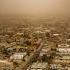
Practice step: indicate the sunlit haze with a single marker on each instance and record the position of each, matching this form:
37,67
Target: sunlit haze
34,6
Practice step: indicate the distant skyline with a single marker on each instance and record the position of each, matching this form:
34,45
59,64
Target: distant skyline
35,7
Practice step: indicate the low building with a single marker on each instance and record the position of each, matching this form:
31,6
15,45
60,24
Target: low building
38,66
18,56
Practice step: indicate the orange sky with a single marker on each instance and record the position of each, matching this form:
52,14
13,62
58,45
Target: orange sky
34,6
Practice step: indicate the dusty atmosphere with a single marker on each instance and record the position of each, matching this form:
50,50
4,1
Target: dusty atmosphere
34,35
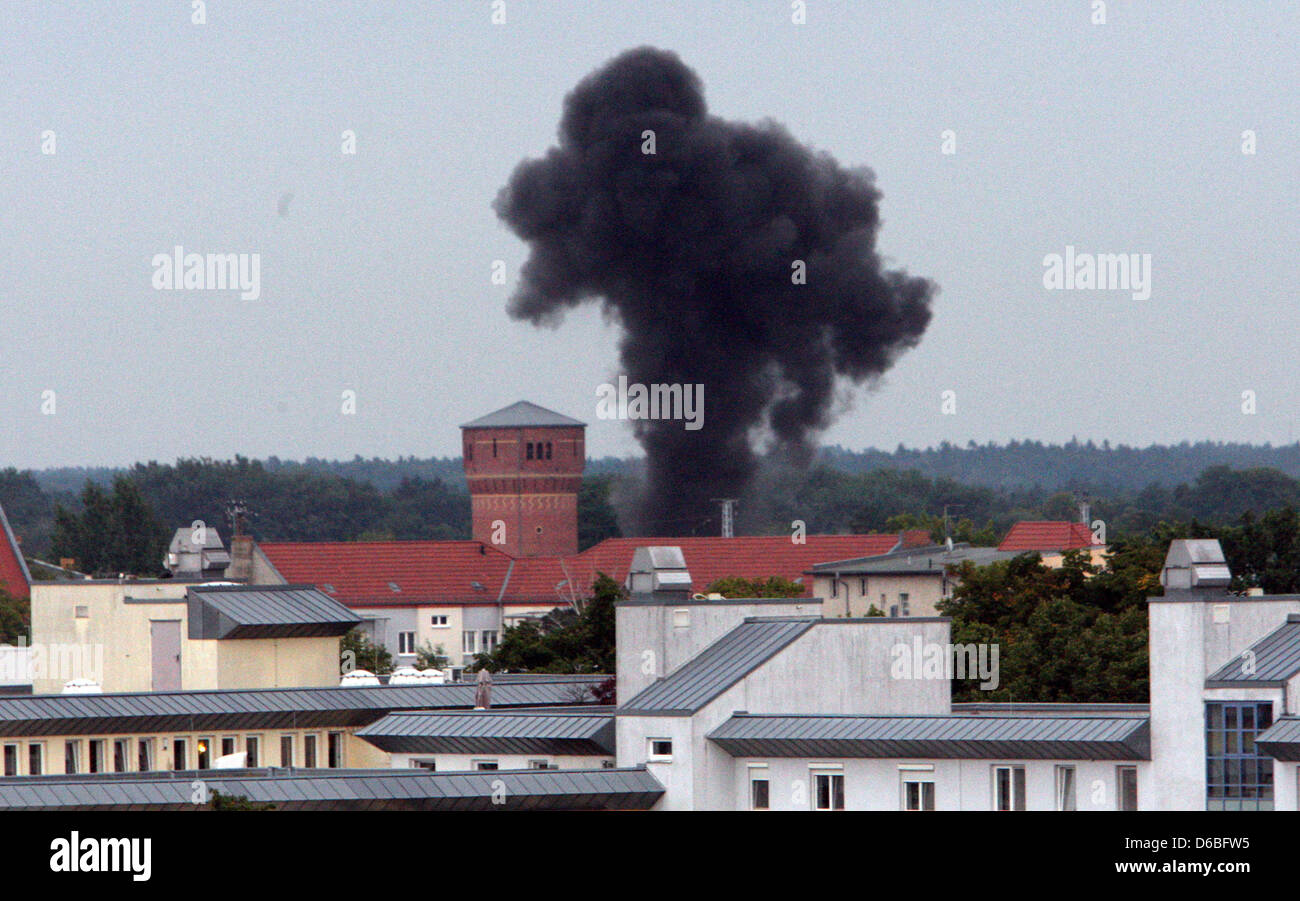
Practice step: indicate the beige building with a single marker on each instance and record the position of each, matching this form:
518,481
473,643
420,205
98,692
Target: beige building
908,583
164,635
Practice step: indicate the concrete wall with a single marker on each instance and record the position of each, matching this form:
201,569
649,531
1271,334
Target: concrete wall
1191,636
463,762
854,594
276,662
651,640
115,637
876,784
836,667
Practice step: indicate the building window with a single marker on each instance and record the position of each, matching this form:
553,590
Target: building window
1127,785
1238,776
121,754
759,789
1008,788
144,754
98,759
1066,789
827,791
918,793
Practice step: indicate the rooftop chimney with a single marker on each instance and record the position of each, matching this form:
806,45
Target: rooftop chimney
658,572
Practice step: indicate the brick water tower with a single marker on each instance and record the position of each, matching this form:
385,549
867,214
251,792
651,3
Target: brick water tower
524,466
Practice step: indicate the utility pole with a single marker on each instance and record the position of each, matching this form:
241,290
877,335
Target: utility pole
728,516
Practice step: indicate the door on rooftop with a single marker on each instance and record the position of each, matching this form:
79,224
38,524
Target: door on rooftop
165,645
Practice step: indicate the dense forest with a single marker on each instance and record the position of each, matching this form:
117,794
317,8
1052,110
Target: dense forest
984,489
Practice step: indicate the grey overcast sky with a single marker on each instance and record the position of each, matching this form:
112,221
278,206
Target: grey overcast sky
1125,137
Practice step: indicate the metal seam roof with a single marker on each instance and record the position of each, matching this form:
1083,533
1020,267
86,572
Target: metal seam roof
554,789
980,736
719,666
87,714
1274,658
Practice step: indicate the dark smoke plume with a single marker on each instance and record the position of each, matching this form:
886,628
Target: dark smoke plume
692,250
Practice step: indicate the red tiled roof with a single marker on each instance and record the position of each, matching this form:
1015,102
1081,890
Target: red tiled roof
443,572
13,570
1047,537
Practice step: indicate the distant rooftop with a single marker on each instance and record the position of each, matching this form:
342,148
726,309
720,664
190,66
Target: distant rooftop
521,415
1047,537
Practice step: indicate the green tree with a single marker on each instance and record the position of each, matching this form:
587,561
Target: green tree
563,640
113,532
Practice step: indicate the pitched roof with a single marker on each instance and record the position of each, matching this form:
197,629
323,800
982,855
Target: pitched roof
394,574
1047,537
1281,740
521,415
14,576
342,789
265,611
718,667
584,732
973,737
271,707
934,559
1270,661
750,557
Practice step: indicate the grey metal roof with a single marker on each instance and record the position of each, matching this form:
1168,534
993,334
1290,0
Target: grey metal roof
971,737
342,789
267,709
495,732
718,667
520,415
934,559
1282,739
1269,662
265,611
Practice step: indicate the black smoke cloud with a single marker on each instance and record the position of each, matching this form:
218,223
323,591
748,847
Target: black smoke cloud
692,250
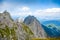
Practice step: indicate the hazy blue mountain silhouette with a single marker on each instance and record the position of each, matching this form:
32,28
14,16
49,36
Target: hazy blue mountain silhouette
56,22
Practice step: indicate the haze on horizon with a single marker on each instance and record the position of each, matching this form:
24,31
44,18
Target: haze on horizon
42,9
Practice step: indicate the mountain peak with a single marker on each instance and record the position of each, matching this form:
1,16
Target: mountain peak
29,19
35,26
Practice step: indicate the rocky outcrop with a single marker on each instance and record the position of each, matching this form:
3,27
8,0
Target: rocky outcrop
13,30
35,26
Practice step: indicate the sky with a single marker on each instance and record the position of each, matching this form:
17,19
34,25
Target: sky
42,9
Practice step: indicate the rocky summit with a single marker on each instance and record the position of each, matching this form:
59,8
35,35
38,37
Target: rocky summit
35,26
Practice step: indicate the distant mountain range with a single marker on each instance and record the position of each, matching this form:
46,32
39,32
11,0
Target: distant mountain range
55,22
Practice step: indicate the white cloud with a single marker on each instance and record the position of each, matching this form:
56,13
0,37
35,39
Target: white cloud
25,8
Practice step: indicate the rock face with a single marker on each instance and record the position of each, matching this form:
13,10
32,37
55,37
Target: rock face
35,26
13,30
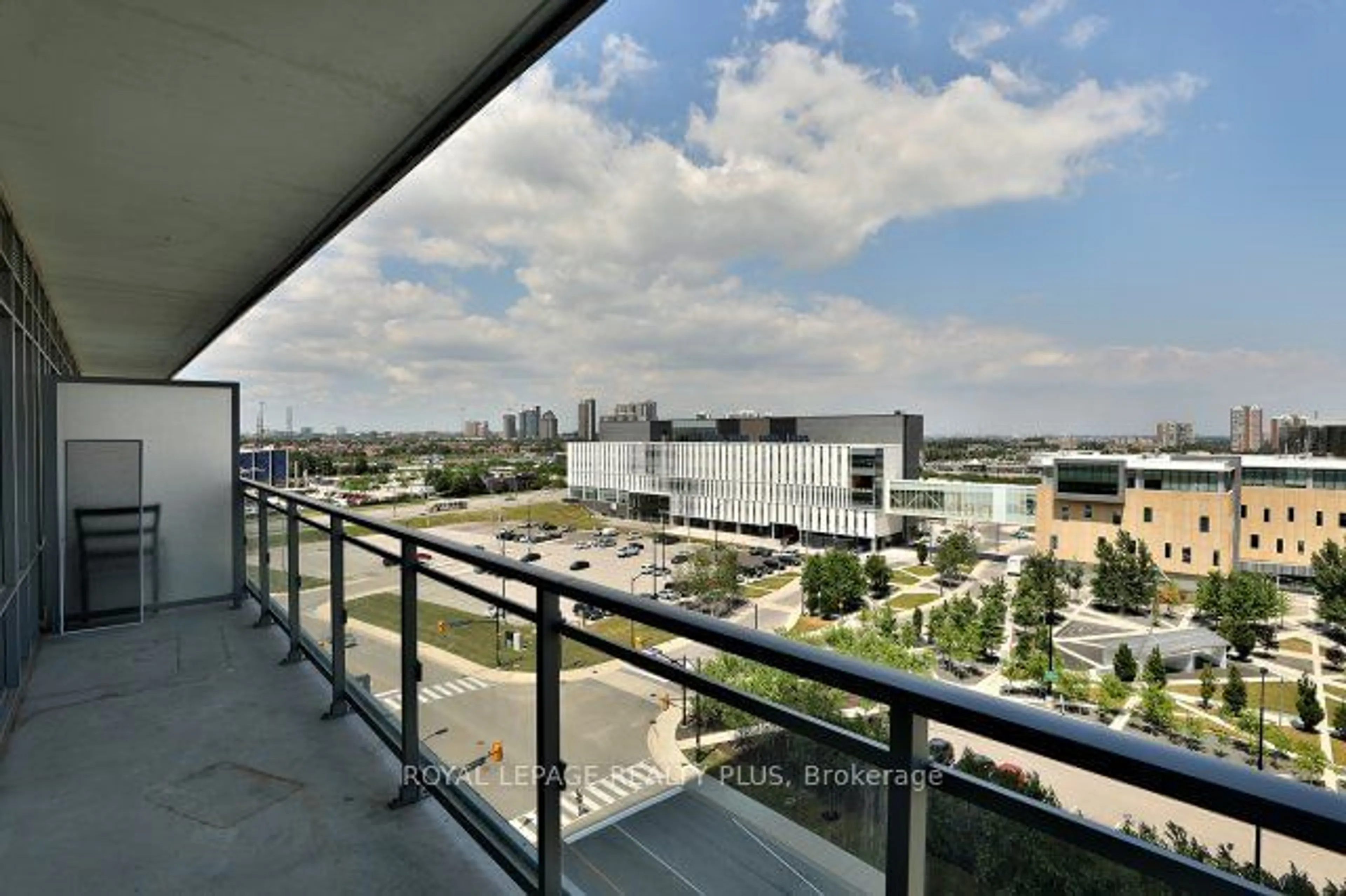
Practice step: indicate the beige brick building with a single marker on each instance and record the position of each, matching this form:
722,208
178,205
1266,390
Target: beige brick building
1196,513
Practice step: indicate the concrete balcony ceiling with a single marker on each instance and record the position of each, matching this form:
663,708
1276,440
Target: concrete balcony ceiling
170,162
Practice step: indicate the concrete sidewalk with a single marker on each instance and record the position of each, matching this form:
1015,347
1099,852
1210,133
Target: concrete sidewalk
179,758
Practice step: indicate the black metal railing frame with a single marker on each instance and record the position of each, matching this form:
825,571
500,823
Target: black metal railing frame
1287,808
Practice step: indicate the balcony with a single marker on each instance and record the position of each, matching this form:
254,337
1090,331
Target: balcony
337,720
204,732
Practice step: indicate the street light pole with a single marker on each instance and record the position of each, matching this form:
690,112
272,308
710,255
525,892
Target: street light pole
1262,723
632,621
500,610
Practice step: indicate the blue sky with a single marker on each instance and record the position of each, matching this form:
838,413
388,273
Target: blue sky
1054,216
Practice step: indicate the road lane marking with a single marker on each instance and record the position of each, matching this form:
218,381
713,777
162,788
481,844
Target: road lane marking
609,785
777,856
652,855
430,693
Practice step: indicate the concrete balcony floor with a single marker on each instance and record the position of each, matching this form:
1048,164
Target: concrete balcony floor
178,756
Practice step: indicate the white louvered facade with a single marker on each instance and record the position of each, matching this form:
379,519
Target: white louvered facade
750,485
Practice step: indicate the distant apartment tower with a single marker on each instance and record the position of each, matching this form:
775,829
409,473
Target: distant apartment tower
1245,430
531,423
636,412
1290,435
1173,435
589,420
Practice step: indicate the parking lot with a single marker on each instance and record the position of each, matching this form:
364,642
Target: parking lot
628,560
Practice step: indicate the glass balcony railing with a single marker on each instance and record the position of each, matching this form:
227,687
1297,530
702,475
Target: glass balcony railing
597,742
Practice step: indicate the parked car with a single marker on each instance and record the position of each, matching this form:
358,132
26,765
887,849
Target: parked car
590,613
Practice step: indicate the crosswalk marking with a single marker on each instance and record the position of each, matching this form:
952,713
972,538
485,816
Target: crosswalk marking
617,788
599,794
609,785
430,693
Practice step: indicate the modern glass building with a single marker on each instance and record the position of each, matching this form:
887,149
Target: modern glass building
809,480
1196,512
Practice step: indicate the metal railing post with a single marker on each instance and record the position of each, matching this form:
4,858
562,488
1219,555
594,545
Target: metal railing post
908,804
410,788
263,562
551,780
337,610
295,654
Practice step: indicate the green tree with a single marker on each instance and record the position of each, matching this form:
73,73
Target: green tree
1124,663
1240,606
1310,765
879,576
1112,693
1236,692
1041,592
1330,583
1340,719
710,571
1157,708
1073,687
834,583
1208,687
1155,672
883,619
1073,576
991,618
1310,711
1126,578
956,552
958,630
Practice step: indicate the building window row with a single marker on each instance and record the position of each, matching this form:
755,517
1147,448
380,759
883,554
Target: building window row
1296,478
1290,516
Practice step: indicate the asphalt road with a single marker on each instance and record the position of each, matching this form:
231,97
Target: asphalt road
687,844
604,728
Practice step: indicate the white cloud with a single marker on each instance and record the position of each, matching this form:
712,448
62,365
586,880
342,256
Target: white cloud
614,251
824,18
1040,11
1084,32
762,10
1014,83
974,35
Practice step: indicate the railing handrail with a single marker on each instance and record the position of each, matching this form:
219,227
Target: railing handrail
1289,808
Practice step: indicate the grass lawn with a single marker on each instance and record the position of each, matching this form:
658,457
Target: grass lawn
1302,739
473,636
808,625
277,579
768,586
1280,695
1297,645
913,599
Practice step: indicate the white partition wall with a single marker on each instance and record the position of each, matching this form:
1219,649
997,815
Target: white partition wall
189,436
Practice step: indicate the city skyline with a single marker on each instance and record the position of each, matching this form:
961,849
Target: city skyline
1054,217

··········

> **Task requirements**:
Quote, without any change, each line from the one that contains "Practice step: indicate the modern" through the end of the material.

> **Written response**:
Practice step: indicate the modern glass building with a single marker on each instance and record the position of each, matching this form:
887,149
Target: modern glass building
809,480
1196,512
Practice step: indicate the metal railing post with a single marker on each instance and record the position of each, matching this form:
4,858
562,488
1219,555
594,545
Target: metal railing post
908,804
410,788
263,562
551,780
337,610
295,654
Practice step: indicate the green tree with a single marker on each instance and record the position of each, matching this form:
73,73
Target: green tree
1124,663
1240,606
1310,765
879,576
1112,693
1236,692
1041,592
1330,583
1340,719
710,571
1157,708
1073,687
834,583
1208,687
1155,672
883,619
1073,576
991,618
1310,711
1126,578
956,552
958,630
Practice step: indicate the building window row with a single marker on each instance and record the position of each, matching this form:
755,517
1147,448
380,759
883,554
Target: building window row
1296,478
1290,516
Practice step: indicate the asphalt road with a single marker on each instance and record the position of each, matching this form:
231,97
Target: asphalt road
687,844
604,728
Practice step: indicate the white cloud with a single marker on each instance and record the position of each, matching this form:
712,448
62,365
586,880
342,256
Target: white cloud
614,251
824,18
1040,11
1084,32
762,10
1014,83
974,35
Practice step: indicate the railing handrail with a single marker on each instance and record the position of each, matching this form:
219,227
Target: railing handrail
1289,808
Practice step: indicate the grass lawn with a single marker on each instance and record the position of each, matching this form:
658,457
Target: grass lawn
1302,739
473,636
808,625
277,579
768,586
1280,695
1297,645
913,599
Practice step: indicate the white partition wall with a single marker on each instance and record the position of each, matching this form:
1219,649
997,815
Target: white partition wall
189,436
Practice step: indicate the city skyline with a single marker on each instance and record the position of each, matching this form:
961,849
Target: city skyline
1054,217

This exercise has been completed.